Problem statement: Return every record verbatim.

Stored data:
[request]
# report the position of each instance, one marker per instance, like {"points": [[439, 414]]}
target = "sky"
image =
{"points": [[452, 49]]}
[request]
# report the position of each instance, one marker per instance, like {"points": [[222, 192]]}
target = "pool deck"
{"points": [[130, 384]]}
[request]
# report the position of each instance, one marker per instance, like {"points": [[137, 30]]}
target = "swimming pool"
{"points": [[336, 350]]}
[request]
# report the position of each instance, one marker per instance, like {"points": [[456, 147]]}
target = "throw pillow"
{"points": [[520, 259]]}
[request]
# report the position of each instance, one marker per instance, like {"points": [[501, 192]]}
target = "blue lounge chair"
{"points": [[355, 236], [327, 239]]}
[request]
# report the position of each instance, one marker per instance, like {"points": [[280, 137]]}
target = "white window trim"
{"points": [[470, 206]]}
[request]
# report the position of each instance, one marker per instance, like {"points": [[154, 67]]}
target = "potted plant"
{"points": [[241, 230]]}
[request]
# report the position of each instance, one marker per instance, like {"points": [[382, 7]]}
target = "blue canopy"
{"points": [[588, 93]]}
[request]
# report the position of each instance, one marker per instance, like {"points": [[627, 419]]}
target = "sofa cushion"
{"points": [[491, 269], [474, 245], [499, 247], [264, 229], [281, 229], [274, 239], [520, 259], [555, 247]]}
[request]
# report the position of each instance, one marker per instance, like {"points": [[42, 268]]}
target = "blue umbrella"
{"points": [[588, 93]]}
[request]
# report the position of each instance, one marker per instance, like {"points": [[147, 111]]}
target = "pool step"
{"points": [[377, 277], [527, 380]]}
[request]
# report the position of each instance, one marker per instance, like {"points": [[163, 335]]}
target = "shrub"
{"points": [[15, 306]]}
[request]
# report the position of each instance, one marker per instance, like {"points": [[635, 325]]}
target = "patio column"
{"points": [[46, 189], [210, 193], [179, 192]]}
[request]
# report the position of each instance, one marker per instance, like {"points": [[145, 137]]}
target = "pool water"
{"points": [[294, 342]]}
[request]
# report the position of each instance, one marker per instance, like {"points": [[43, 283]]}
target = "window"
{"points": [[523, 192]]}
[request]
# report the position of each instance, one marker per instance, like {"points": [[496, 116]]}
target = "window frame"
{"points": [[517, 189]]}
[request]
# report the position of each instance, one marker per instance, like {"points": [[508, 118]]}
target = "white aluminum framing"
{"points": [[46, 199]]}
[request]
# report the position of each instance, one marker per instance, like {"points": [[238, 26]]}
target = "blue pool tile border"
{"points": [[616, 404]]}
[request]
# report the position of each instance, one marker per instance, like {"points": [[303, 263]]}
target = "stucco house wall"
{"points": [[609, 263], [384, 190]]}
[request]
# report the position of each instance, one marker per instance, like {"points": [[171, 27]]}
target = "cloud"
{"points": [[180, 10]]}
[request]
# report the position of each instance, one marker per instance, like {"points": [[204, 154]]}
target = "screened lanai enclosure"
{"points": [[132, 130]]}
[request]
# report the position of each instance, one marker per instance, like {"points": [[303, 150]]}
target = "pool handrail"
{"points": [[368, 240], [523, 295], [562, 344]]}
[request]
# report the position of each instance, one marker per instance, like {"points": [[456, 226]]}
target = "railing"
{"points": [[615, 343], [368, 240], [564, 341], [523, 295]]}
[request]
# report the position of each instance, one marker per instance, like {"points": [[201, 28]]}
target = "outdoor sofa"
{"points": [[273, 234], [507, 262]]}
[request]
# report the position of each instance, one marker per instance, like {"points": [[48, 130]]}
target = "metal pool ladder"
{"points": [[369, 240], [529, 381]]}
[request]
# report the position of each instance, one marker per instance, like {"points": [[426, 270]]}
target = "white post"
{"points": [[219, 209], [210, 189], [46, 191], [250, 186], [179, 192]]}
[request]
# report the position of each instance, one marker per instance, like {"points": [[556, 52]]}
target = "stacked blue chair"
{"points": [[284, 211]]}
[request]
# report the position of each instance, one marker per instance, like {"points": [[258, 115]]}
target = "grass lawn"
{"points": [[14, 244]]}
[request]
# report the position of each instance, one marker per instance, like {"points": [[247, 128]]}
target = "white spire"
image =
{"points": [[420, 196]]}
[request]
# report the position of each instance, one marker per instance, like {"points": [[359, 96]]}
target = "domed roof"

Answer to this exercise:
[request]
# report the position of each instance, one marker per instance, like {"points": [[439, 414]]}
target = "sky"
image =
{"points": [[452, 49]]}
[request]
# report the position of each instance, one marker per instance, like {"points": [[222, 192]]}
target = "pool deck"
{"points": [[130, 384]]}
[request]
# report the position of each instance, one marker per instance, like {"points": [[137, 30]]}
target = "swimming pool"
{"points": [[336, 350]]}
[request]
# report the position of each instance, one marker per instance, like {"points": [[456, 147]]}
target = "throw pillow"
{"points": [[520, 259]]}
[request]
# report the position of each instance, one marker per instance, like {"points": [[501, 192]]}
target = "blue lounge chair"
{"points": [[355, 236], [327, 239]]}
[request]
# report the position of each instance, one marker per instance, like {"points": [[280, 137]]}
target = "white window trim"
{"points": [[470, 206]]}
[request]
# report the position of each instance, one marker per instance, like {"points": [[154, 67]]}
target = "potted plant"
{"points": [[241, 230]]}
[request]
# report the position of each instance, one marker per instance, like {"points": [[382, 7]]}
target = "blue canopy"
{"points": [[588, 93]]}
[request]
# report the position of each instance, one marker per instance, like {"points": [[627, 419]]}
target = "sofa cushion"
{"points": [[491, 269], [474, 245], [499, 247], [264, 229], [281, 229], [274, 239], [520, 259], [555, 247]]}
[request]
# report the position of each instance, one marker per instance, like {"points": [[42, 268]]}
target = "blue umbrella"
{"points": [[588, 93]]}
[request]
# report the position of each instance, one marker per instance, like {"points": [[147, 111]]}
target = "pool step"
{"points": [[377, 277], [527, 380]]}
[request]
# report the position of each instance, one marker per instance, like {"points": [[163, 335]]}
target = "shrub"
{"points": [[15, 306]]}
[request]
# report the position of each instance, one marker per instance, like {"points": [[635, 325]]}
target = "patio column"
{"points": [[46, 189], [210, 193], [179, 192]]}
[request]
# report the position of each instance, one marker per instance, like {"points": [[145, 137]]}
target = "pool water"
{"points": [[294, 342]]}
[request]
# report the position of each instance, one marker per instance, like {"points": [[43, 283]]}
target = "window"
{"points": [[523, 192]]}
[request]
# report the position of each instance, one marker per instance, like {"points": [[496, 116]]}
target = "window frame"
{"points": [[517, 189]]}
[request]
# report the position of each instance, one marker per instance, like {"points": [[508, 118]]}
target = "white aluminum framing"
{"points": [[46, 199]]}
[request]
# report the position of each instance, one marker per instance, like {"points": [[238, 26]]}
target = "blue pool tile border"
{"points": [[616, 404]]}
[request]
# report the position of each instance, one marker per instance, like {"points": [[303, 263]]}
target = "stucco house wall"
{"points": [[609, 263], [384, 190]]}
[request]
# report the position of each instance, one marker per instance, like {"points": [[171, 27]]}
target = "cloud"
{"points": [[180, 10]]}
[request]
# report the position of each instance, one marker per instance, like {"points": [[204, 154]]}
target = "screened lanai enclosure"
{"points": [[132, 130]]}
[request]
# report the position of each instance, one marker per instance, like {"points": [[303, 150]]}
target = "pool handrail"
{"points": [[368, 240], [523, 295], [562, 344]]}
[request]
# report the position of each instance, one marker per instance, like {"points": [[456, 226]]}
target = "railing"
{"points": [[615, 343], [368, 240], [564, 341], [523, 295]]}
[request]
# report the position of each instance, one marker per instance, like {"points": [[201, 28]]}
target = "outdoor sofa"
{"points": [[273, 234], [507, 262]]}
[request]
# report the position of each instance, one marker per instance, like {"points": [[48, 130]]}
target = "metal pool ladder"
{"points": [[369, 240], [529, 381]]}
[request]
# report the position of each instance, one marker per instance, like {"points": [[426, 270]]}
target = "white post"
{"points": [[219, 209], [210, 189], [46, 191], [250, 186], [179, 192]]}
[request]
# report the position of each instance, one marker per instance, like {"points": [[556, 52]]}
target = "stacked blue chair"
{"points": [[284, 211]]}
[request]
# report the position of each instance, one marker per instance, like {"points": [[258, 115]]}
target = "grass lawn"
{"points": [[14, 244]]}
[request]
# report the position of each instance, one marker per instance, like {"points": [[247, 128]]}
target = "white spire"
image =
{"points": [[420, 196]]}
[request]
# report the position of each instance, one marker per instance, like {"points": [[359, 96]]}
target = "domed roof"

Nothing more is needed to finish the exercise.